= Excerpted records =
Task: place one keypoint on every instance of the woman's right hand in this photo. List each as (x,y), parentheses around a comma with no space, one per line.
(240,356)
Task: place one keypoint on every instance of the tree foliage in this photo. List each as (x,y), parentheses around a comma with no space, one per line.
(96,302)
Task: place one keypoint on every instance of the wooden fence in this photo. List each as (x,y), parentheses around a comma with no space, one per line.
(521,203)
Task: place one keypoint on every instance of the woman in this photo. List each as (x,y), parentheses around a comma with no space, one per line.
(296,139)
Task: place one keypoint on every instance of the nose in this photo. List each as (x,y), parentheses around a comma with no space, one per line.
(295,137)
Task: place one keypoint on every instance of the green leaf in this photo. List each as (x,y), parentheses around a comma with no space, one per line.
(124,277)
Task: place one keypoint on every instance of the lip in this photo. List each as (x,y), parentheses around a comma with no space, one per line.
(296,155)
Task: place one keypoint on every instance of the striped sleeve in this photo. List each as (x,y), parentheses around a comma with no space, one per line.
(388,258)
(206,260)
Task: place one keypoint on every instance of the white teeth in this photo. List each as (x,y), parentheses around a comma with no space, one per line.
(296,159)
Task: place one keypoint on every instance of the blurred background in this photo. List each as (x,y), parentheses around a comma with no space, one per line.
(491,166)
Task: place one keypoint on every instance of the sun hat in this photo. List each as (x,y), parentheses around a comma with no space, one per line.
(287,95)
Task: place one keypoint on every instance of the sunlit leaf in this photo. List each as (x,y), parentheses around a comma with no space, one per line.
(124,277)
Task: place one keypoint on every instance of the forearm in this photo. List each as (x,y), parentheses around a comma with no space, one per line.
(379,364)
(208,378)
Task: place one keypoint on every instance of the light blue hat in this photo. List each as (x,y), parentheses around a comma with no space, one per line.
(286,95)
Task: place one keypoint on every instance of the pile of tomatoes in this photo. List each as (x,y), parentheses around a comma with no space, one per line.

= Task details =
Reproduce the records verbatim, starting with the line containing "Task: place one keypoint on every instance of the woman in" and continuing through the end of the records.

= Finished exercise =
Task: place one keypoint on every instance of the woman in this photo. List each as (x,y), parentheses around a comma with no space, one per line.
(296,139)
Task: place one keypoint on every instance of the nose in this photo. List each as (x,y), parentheses around a comma with no space, one per line.
(295,137)
Task: place one keypoint on every instance of the green leaf in this photo. List each as (x,y), parentheses around a comma with no space, one per line.
(124,277)
Task: place one keypoint on every instance of the lip in this photo. List each as (x,y), parentheses around a comma with no space, one per line.
(296,155)
Task: place one keypoint on every instance of the striped sleeve in this photo. List each as (x,y), parentheses around a comma with no space, one per line.
(388,258)
(206,260)
Task: place one keypoint on every instance of the white teeth in this photo. List each as (x,y), parentheses around a comma with no space, one per line.
(296,159)
Task: place one keypoint on every instance of the blurred background in this photo. List each as (x,y), parentheses around a comma with no space, one per line.
(491,166)
Task: place one keypoint on every instance of the sun hat in this photo. List each as (x,y), parentheses around a comma with no space, one per line.
(287,95)
Task: place one keypoint on every instance of the sunlit leaf in this photo. List each as (x,y), parentheses around a comma with no space, one per line.
(124,277)
Task: place one keypoint on every instance of the forearm in this photo. List each as (x,y), parentheses around a comma with no space, one per line.
(379,364)
(208,378)
Task: place one keypoint on every instance of the light blue hat in this photo. List each as (x,y), parentheses around a comma with no space, one per line.
(286,95)
Task: place one keypoint on every instance of the pile of tomatoes in this photo. List each as (x,y), parentheses around a comma with no space, one per line.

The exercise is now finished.